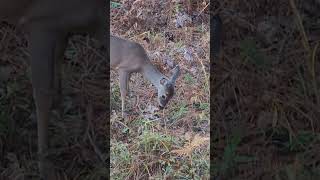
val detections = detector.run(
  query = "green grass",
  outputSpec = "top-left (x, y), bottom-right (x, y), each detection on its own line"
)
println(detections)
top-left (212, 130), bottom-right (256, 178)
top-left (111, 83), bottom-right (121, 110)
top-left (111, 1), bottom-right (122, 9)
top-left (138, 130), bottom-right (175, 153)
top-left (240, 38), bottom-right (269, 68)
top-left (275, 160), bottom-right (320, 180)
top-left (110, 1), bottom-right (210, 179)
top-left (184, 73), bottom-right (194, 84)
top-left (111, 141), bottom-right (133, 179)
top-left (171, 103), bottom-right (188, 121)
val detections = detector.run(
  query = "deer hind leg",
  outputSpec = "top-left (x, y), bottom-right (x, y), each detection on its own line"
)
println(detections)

**********

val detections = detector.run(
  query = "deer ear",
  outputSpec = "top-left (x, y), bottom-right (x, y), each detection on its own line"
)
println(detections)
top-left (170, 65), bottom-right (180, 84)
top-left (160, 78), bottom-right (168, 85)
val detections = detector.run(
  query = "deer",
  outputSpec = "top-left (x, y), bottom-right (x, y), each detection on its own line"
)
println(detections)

**********

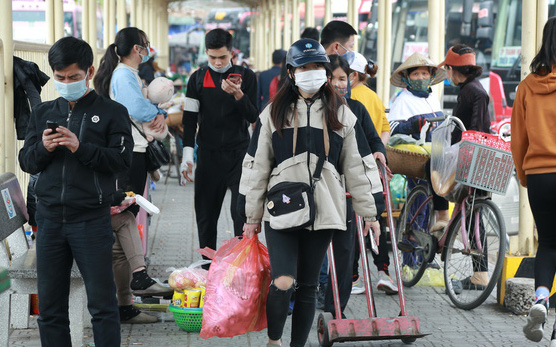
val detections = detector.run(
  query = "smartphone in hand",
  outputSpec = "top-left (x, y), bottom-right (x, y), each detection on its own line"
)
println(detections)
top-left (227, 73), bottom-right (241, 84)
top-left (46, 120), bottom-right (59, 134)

**********

● **Task instructions**
Run a filter over the data above and keep each line that contains the word "deer".

● **Response box**
  query = "deer hind leg",
  query = "deer ear",
  query = "deer",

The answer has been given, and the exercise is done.